-------- Records --------

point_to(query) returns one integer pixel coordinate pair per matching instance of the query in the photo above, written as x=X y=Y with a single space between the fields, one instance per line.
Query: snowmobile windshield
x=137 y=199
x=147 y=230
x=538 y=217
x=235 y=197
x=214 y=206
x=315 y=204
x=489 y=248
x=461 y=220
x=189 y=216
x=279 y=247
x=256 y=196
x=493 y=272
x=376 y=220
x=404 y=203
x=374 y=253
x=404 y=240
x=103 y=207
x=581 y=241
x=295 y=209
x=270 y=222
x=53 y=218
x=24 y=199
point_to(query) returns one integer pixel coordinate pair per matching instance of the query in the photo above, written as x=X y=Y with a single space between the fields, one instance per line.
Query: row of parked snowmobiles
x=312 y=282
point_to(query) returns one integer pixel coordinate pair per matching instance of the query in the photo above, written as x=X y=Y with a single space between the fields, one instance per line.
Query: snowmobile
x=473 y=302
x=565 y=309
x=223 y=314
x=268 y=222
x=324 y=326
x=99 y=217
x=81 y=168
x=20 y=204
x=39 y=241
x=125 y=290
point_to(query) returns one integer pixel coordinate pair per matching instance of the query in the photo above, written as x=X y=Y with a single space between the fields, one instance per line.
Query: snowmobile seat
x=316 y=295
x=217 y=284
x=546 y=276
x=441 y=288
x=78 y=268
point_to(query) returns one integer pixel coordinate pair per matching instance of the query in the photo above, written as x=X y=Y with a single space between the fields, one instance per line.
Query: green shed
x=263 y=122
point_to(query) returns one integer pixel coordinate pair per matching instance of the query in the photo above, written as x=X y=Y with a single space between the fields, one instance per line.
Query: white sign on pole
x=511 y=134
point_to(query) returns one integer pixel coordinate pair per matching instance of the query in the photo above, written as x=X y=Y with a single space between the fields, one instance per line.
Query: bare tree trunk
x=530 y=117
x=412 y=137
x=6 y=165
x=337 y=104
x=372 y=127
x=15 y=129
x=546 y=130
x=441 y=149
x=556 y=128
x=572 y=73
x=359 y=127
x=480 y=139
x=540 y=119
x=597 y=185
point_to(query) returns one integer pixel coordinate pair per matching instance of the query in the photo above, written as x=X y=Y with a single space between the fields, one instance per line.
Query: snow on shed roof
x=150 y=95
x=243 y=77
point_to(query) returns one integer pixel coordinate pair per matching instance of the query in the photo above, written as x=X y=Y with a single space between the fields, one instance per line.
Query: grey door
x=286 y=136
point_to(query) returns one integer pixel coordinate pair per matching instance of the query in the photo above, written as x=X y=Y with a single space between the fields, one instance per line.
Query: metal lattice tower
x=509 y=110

--------
-------- Records --------

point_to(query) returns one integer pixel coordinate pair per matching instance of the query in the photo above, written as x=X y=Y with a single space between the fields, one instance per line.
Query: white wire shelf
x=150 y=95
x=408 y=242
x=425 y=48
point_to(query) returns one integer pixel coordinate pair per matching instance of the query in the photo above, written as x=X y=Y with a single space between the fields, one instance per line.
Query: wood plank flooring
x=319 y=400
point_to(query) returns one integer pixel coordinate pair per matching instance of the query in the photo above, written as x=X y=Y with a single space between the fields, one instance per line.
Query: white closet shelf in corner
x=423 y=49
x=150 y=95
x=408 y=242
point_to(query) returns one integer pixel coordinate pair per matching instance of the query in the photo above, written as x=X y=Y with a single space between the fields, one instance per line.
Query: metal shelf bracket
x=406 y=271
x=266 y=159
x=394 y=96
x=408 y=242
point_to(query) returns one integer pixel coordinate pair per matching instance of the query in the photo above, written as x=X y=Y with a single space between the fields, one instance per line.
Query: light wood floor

--------

*Instructions for the task:* In the data above, which lines lie between the line with "Query: metal shelf bracket" and the line with "Query: light wood floor", inclusive? Print those lines exactly and nothing else.

*Answer box:*
Query: metal shelf bracket
x=406 y=271
x=266 y=159
x=394 y=96
x=408 y=242
point_to(query) returns one integer pixel coordinate pair per matching instance of the query in the photo above, written as x=X y=Y with a single space between the fields, one instance per line.
Query: light wood floor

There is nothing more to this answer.